### QUOTED TEXT:
──────

As noted in the previous chapter, climate change has emerged in recent years as one of the most critical topics at almost all levels of decision making, both private and public. This constitutes a radical change compared to the common perception only a few years ago. Climate change, a result of global warming, is a reality of universal acceptance, affecting in many ways the life of human societies as well as the environment. Continuing research over the last decades has established concrete knowledge of the basic facts about the results of interactive processes in the Earth system,which determine climate and climate change. It has particularly shown the anthropogenic influences on these processes. There is no doubt that human activities are the critical cause of the changes in the climate that Earth is experiencing since the Industrial Revolution in the mid-18th century, i.e. since the time that a period of rapid industrial growth with far reaching social and economic consequences begun in Britain and spread to Europe and other countries all over the world. The industrial revolution marked the beginning of a dramatic increase in the use of fossil fuels, which is the main cause of climate change.

This chapter, which aims to introduce the basic facts of global warming, is almost exclusively based on the latest UN’s Intergovernmental Panel on Climate Change (IPCC) Report (IPCC, 2007), particularly on Working Group I’s Fourth Assessment Report on the Physical Science Basis of Climate Change (IPCC, 2007a), agreed in February 2007, called the “Report” in the sequel of this chapter. Although the Report, despite its grave conclusions about the future of the Earth’s climate, has been criticized as a rather optimistic treatment of the subject, it has gained widespread acceptance as it is supported by the most recent and reliable scientific evidence available. Indeed, the Report has been based on concrete scientific findings characterized by a certainty equal or greater than 90%, while ignoring less certain but more pessimistic scenarios. The Report, however, has been amended in the IPCC’s synthesis report published in November 2007, which highlights the risk of very large (negative) impacts of the global warming effect on the Earth’s climate.

──────

### PROBLEMS AND TASKS:
[1] In the climate change passage, when was Working Group I's Fourth Assessment Report on the Physical Science Basis of Climate Change agreed?
[2] Find each line of the records that contains the string "ceiling", matching case exactly, and copy those lines out.

### Position annotation records:
──────

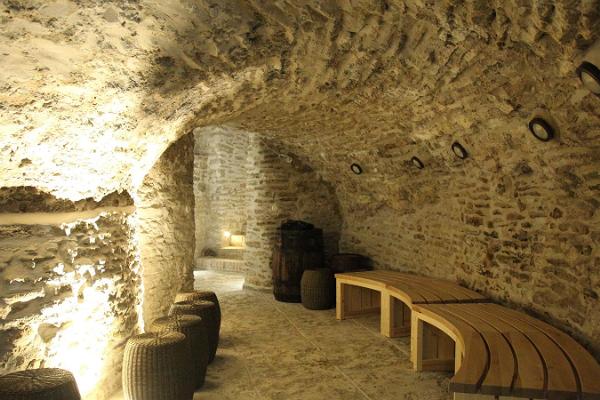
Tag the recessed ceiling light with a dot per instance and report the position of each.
(357, 169)
(590, 77)
(417, 163)
(459, 150)
(541, 129)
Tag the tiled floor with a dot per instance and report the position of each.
(271, 350)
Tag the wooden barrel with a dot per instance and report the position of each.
(297, 251)
(347, 262)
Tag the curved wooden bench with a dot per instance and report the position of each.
(502, 353)
(377, 291)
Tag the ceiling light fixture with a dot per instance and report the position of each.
(357, 169)
(590, 77)
(459, 150)
(541, 129)
(417, 163)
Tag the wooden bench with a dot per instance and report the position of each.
(503, 354)
(393, 294)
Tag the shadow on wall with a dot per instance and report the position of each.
(166, 228)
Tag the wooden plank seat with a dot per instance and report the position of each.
(504, 354)
(393, 294)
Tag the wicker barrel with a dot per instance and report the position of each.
(39, 384)
(156, 367)
(202, 295)
(196, 336)
(318, 289)
(347, 262)
(299, 250)
(207, 310)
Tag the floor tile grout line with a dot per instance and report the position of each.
(346, 377)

──────

### ANSWERS GIVEN:
[1] February 2007

[2]
Tag the recessed ceiling light with a dot per instance and report the position of each.
Tag the ceiling light fixture with a dot per instance and report the position of each.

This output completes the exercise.